* START *

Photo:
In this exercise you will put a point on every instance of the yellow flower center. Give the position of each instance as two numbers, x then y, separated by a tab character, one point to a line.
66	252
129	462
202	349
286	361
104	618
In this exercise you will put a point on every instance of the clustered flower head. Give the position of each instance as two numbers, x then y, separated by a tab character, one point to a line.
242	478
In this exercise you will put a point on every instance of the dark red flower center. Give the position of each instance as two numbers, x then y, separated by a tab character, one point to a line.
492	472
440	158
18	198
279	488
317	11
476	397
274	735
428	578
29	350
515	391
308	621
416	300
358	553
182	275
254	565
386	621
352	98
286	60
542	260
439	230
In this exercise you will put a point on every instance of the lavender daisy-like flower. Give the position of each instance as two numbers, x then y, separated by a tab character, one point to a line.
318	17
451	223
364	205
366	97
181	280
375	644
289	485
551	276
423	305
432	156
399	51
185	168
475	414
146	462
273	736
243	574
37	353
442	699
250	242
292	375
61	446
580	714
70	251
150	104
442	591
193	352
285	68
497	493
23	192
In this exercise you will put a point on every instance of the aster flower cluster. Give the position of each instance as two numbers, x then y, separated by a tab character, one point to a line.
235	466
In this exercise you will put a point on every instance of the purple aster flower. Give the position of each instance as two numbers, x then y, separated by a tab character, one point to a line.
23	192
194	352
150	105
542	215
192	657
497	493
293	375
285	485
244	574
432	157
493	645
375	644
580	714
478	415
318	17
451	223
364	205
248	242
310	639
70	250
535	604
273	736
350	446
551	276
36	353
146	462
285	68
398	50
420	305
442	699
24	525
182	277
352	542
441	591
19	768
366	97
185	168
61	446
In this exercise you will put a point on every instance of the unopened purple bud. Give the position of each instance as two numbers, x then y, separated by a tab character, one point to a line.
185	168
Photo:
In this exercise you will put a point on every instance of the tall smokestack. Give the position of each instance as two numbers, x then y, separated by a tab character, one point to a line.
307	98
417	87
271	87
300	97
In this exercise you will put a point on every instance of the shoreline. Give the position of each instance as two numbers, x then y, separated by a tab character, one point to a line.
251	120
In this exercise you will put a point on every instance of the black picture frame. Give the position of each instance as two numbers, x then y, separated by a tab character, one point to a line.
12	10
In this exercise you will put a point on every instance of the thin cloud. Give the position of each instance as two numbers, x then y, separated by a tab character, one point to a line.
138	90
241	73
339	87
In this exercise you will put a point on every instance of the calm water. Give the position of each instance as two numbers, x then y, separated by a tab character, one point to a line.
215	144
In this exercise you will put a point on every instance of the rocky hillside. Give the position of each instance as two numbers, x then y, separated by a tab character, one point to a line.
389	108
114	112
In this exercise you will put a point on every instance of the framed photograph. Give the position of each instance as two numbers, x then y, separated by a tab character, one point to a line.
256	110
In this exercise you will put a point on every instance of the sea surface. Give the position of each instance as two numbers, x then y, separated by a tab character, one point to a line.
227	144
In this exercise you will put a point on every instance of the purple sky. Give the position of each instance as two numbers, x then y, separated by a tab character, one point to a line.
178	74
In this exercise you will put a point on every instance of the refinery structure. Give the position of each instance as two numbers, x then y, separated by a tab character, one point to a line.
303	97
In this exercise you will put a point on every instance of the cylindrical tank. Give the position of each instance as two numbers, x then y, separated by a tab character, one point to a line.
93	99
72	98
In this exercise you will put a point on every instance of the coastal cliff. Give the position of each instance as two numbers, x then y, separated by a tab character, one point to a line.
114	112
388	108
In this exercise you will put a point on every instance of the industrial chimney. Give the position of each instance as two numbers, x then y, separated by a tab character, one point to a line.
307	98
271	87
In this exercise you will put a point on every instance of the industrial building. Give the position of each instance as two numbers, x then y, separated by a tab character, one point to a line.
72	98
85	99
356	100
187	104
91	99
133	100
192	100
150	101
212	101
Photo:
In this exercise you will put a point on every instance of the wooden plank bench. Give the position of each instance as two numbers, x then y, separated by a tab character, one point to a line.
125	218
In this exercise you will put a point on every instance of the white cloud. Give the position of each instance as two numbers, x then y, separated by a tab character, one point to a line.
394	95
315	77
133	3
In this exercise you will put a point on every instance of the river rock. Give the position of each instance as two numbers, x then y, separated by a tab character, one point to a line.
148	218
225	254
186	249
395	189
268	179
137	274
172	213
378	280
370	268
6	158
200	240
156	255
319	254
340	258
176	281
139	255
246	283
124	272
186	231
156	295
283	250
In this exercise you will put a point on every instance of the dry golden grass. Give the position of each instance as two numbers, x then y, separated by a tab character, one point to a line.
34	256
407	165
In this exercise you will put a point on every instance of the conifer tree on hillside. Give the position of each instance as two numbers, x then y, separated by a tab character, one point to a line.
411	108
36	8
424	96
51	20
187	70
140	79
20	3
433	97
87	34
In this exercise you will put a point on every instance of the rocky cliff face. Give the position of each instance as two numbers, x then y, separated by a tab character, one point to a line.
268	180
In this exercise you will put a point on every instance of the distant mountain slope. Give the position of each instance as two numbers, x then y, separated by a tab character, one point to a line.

* END *

◆ **What the exercise asks**
Carry over every record line from the one containing "of the white" through the end of the records, keeping the requests, and add 39 to each x and y coordinate of the points.

◆ **Task answer**
In this exercise you will put a point on every instance of the white cloud. Give the position of each instance as two numbers, x then y, separated by a tab character, one point to a line.
433	134
354	116
172	42
In this exercise you will put a point on every instance of the river rock. Give the position of each instance as two numbers, x then y, separated by a tab character, one point to a line.
187	257
264	293
225	288
434	228
307	218
176	313
211	252
417	319
409	307
45	197
239	279
195	294
358	293
379	297
215	320
178	294
285	322
163	311
225	270
195	334
322	289
In this exercise you will put a point on every instance of the dry golden grass. Give the position of each instance as two numbers, x then y, separated by a tab character, one point to a line.
73	295
446	204
In this exercise you will put a point on every instance of the conifer tree on hillside. Give the position of each instance as two numbers, x then y, separated by a tab character, one point to a line.
450	147
75	47
463	135
90	59
226	109
179	118
59	42
472	136
126	73
In this exercise you will put a point on every instance of the rocky cliff face. Give the position of each instance as two numbers, x then y, separated by a tab character, one point to a line.
307	219
In this exercise you will put a point on every instance of the distant mountain slope. Give the position of each instance as two numbers, x then y, separated by a tab character, one point to a line.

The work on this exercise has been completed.